'''
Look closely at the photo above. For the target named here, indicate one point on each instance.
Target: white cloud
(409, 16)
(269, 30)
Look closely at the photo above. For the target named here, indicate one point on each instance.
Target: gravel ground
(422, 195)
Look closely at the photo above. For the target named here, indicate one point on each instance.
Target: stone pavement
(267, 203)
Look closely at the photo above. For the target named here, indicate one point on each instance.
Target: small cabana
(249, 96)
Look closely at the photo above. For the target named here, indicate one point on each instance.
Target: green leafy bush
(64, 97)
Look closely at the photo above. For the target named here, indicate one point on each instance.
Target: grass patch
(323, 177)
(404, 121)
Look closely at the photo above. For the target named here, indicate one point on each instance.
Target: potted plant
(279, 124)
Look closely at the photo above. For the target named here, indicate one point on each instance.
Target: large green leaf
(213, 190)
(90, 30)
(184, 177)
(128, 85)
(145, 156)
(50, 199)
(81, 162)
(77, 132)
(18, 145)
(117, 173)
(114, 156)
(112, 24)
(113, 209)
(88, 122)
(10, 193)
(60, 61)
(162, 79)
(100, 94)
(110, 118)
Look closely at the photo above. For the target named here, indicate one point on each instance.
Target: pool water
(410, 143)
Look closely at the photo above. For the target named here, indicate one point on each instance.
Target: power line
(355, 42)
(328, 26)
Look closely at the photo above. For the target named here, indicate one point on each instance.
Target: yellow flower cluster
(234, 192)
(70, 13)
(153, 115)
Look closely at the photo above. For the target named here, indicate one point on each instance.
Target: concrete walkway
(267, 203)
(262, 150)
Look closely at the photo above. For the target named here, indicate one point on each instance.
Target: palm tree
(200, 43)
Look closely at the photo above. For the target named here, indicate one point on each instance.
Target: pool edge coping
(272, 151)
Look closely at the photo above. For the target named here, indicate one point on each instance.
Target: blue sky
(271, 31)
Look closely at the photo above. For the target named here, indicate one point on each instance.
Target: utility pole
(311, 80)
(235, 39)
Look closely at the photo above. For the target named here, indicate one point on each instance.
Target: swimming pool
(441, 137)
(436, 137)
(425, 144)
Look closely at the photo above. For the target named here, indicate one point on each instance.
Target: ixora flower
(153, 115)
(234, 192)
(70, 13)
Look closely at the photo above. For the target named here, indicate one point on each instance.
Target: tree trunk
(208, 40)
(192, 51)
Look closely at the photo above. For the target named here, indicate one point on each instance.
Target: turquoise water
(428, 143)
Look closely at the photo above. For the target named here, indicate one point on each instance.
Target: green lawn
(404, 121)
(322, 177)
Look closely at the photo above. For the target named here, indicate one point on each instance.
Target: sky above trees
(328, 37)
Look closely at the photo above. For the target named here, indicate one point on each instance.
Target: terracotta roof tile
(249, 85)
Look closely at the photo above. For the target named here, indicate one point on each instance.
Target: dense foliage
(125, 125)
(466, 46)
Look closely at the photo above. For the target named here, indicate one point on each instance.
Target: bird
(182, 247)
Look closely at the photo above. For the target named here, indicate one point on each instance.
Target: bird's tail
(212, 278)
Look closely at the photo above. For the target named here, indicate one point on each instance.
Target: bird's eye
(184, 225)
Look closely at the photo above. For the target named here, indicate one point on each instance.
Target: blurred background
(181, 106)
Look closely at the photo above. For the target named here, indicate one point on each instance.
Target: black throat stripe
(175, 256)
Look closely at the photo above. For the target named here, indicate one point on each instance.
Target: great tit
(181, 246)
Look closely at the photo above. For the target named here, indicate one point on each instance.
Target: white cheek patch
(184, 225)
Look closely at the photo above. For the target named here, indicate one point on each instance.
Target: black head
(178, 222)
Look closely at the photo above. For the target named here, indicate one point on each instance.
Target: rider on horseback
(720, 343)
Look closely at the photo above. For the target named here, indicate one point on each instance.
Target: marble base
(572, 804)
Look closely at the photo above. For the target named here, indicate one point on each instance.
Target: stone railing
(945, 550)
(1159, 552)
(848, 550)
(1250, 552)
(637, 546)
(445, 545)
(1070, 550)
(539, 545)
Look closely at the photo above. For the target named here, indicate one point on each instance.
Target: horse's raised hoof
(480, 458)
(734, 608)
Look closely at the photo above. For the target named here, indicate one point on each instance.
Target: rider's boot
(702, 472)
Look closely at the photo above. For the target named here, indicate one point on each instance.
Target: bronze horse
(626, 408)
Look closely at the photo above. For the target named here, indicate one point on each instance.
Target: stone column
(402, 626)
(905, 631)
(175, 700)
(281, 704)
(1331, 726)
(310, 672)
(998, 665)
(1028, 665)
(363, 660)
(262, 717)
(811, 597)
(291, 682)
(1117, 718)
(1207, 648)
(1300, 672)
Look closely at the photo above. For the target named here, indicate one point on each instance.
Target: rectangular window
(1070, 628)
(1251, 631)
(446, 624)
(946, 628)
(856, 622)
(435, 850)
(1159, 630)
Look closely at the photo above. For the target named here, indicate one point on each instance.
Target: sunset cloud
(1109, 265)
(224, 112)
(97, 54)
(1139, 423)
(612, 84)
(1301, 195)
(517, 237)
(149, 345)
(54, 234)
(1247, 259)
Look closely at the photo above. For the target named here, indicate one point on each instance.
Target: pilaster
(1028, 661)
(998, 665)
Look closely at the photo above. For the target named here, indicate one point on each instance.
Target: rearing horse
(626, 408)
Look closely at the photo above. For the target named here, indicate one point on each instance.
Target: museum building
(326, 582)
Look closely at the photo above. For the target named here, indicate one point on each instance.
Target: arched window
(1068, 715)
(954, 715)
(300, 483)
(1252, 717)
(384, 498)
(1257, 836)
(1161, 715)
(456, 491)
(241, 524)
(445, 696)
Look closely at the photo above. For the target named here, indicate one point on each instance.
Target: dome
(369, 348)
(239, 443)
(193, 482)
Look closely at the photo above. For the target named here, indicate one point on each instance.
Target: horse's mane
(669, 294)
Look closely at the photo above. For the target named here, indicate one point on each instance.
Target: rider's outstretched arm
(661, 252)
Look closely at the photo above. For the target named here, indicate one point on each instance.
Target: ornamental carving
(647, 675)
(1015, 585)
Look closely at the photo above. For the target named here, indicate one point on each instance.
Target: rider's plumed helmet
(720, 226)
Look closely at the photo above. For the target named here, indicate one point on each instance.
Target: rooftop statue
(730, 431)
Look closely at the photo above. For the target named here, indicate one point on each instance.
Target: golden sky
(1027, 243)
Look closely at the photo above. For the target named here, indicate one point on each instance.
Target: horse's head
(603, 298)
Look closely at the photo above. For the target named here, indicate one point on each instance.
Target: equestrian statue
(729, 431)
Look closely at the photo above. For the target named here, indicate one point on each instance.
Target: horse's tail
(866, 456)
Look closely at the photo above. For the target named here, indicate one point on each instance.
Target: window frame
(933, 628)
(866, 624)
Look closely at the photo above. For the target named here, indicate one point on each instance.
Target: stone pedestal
'''
[TASK OBJECTIVE]
Copy all the records above precisely.

[ANSWER BOX]
Look closely at the photo above. For the target named here, indicate one point on each instance.
Target: white cloud
(409, 16)
(269, 30)
Look closely at the photo above. For the target named here, indicate one point on each instance.
Target: gravel ground
(422, 195)
Look closely at the photo above. For the target named here, indicate one point on each instance.
Target: stone pavement
(267, 203)
Look closely at the photo above. For the target named here, indicate one point on each instance.
Target: small cabana
(249, 96)
Look closely at the photo above. For the target named here, indicate one point on each instance.
Target: green leafy bush
(64, 97)
Look closely at the photo above. For the target named here, indicate one point on each instance.
Target: grass patch
(323, 177)
(404, 121)
Look closely at the photo above. For the target named here, indicate one point on each instance.
Target: potted plant
(279, 124)
Look closely at the photo above. For the target named here, indicate one point on each instance.
Target: large green leaf
(213, 190)
(90, 30)
(184, 177)
(128, 85)
(145, 156)
(50, 199)
(81, 162)
(77, 132)
(18, 145)
(117, 173)
(114, 156)
(112, 24)
(113, 209)
(88, 122)
(10, 193)
(60, 61)
(162, 79)
(100, 94)
(110, 118)
Look closely at the photo above. For the target named here, indicate one point on each instance.
Target: pool water
(410, 143)
Look closely at the photo above. For the target named here, indicate one point on each instance.
Target: power line
(355, 42)
(328, 26)
Look closely at the photo above. For the target named here, indicate one point on each instance.
Target: yellow flower cluster
(234, 192)
(70, 13)
(153, 115)
Look closely at the photo above. For the target named here, indicate one point on each instance.
Target: concrete walkway
(267, 203)
(262, 150)
Look closely at the photo above. For the target named here, indicate one point on each instance.
Target: palm tree
(200, 43)
Look closely at the photo above. For the target named here, indicate one point on each instance.
Target: pool edge coping
(272, 151)
Look closely at the photo above. For the target named here, indicate one point on each instance.
Target: blue sky
(271, 31)
Look closely at the photo above. For the target named here, indicate one point on each instance.
Target: utility pole
(311, 80)
(235, 39)
Look closely at the photo above. For the target named here, indicate one point on each instance.
Target: swimming pool
(441, 137)
(436, 137)
(425, 144)
Look closely at the photo above. For the target named here, indicate one point on each instance.
Target: ixora flower
(153, 115)
(234, 192)
(70, 13)
Look closely at the photo above. For the target named here, indicate one point on each instance.
Target: tree trunk
(208, 40)
(192, 51)
Look closely at the photo above. For the target named here, indicate one point on each instance.
Target: turquoise water
(428, 143)
Look closely at the photo above. For the target named here, indicate one point on each instance.
Target: green lawn
(404, 121)
(322, 177)
Look closely at the photo above. For the target named here, indicate one point on each instance.
Target: sky above trees
(328, 37)
Look closely at the photo above. For the target named here, indicate one point on each instance.
Target: terracotta roof tile
(249, 85)
Look closely at the photo above. For the target named here, indicate one point on each instance.
Target: dense foliage
(125, 125)
(466, 46)
Look closely at the photo above. For the target named here, indicate one point on each instance.
Target: bird
(182, 247)
Look closely at the photo above. For the target named here, indicate one point on each instance.
Target: bird's tail
(212, 278)
Look closely at the photo above. For the target named here, indicate one point on each instance.
Target: bird's eye
(184, 225)
Look closely at the photo above. For the target named here, indicate one point on each instance.
Target: blurred background
(181, 106)
Look closely at the photo above. For the target named here, indicate one point on each instance.
Target: black throat stripe
(175, 256)
Look closely at the photo above. For the target named here, indicate one point on each instance.
Target: great tit
(181, 246)
Look closely at the photo above. For the target named here, indicate one point on each instance.
Target: white cheek patch
(184, 225)
Look closely at the photo above. For the target named here, indicate one point on each instance.
Target: black head
(178, 222)
Look closely at the photo above. For the target named here, indicate one point on each instance.
Target: rider on horseback
(720, 343)
Look closely at the photo above. For the target named here, indicate one point on each instance.
Target: marble base
(572, 804)
Look closely at the photo above. For the target named here, indicate one point on each instance.
Target: stone railing
(945, 550)
(1159, 552)
(848, 550)
(1250, 552)
(637, 546)
(445, 545)
(1070, 550)
(539, 545)
Look closely at the photo above. For the target named here, indicate one point on each instance.
Target: horse's raised hoof
(480, 458)
(734, 608)
Look closely at the photo above. For the target named here, indicate one point on each instance.
Target: rider's boot
(702, 472)
Look closely at the photo above. For the target named here, indicate one point on each instance.
Target: bronze horse
(626, 408)
Look closely at the photo above. For the target named here, indicate one point on each instance.
Target: stone column
(402, 626)
(905, 631)
(175, 700)
(281, 704)
(1331, 726)
(310, 672)
(998, 665)
(1028, 665)
(363, 660)
(262, 717)
(811, 597)
(291, 682)
(1117, 718)
(1207, 648)
(1300, 672)
Look closely at the photo above. For the target named here, indicate one point on each instance.
Target: rectangular window
(1070, 628)
(1251, 631)
(446, 624)
(946, 628)
(856, 622)
(435, 850)
(1159, 630)
Look closely at the photo above. For the target named here, indicate one point on each instance.
Target: sunset cloud
(1109, 265)
(224, 112)
(97, 54)
(1139, 423)
(612, 84)
(1301, 195)
(517, 237)
(149, 345)
(54, 234)
(1247, 259)
Look closely at the photo above. For the target named here, indicate one point on each instance.
Target: pilaster
(1028, 661)
(998, 665)
Look closely at the photo above. For the target named here, indicate one point on each instance.
Target: rearing horse
(626, 408)
Look closely at the photo above. For the target named here, indicate one point on each instance.
Target: museum building
(326, 582)
Look closely at the photo above. For the target named here, indicate one point on each instance.
Target: arched window
(1068, 715)
(954, 715)
(300, 483)
(1252, 717)
(384, 498)
(1257, 836)
(1161, 715)
(456, 491)
(241, 524)
(445, 696)
Look closely at the photo above. For the target named here, indicate one point on each instance.
Target: dome
(369, 348)
(239, 443)
(193, 482)
Look closely at the photo above. For the target named here, indicate one point on each instance.
Target: horse's mane
(669, 294)
Look closely at the photo above. For the target named here, indicate one point on each instance.
Target: rider's outstretched arm
(661, 252)
Look closely at the photo above. For the target named here, indicate one point on each instance.
Target: ornamental carving
(647, 675)
(1015, 585)
Look closely at the photo above. For the target named here, indicate one point on each instance.
Target: rider's plumed helmet
(720, 226)
Look closely at the photo above. For the target named here, indicate one point on each instance.
Target: rooftop statue
(730, 431)
Look closely at the photo above. For the target named here, indicate one point on each instance.
Target: golden sky
(1027, 243)
Look closely at the photo above. For the target named here, indicate one point on each instance.
Target: horse's head
(603, 298)
Look closely at the photo above. For the target named here, indicate one point on each instance.
Target: equestrian statue
(729, 431)
Look closely at the photo above. For the target named here, indicate one point on each instance.
Target: horse's tail
(866, 456)
Look closely at the photo above. For the target named here, indicate one point on each instance.
Target: window frame
(933, 628)
(866, 624)
Look closely at the photo above. For the target named here, indicate one point on each instance.
Target: stone pedestal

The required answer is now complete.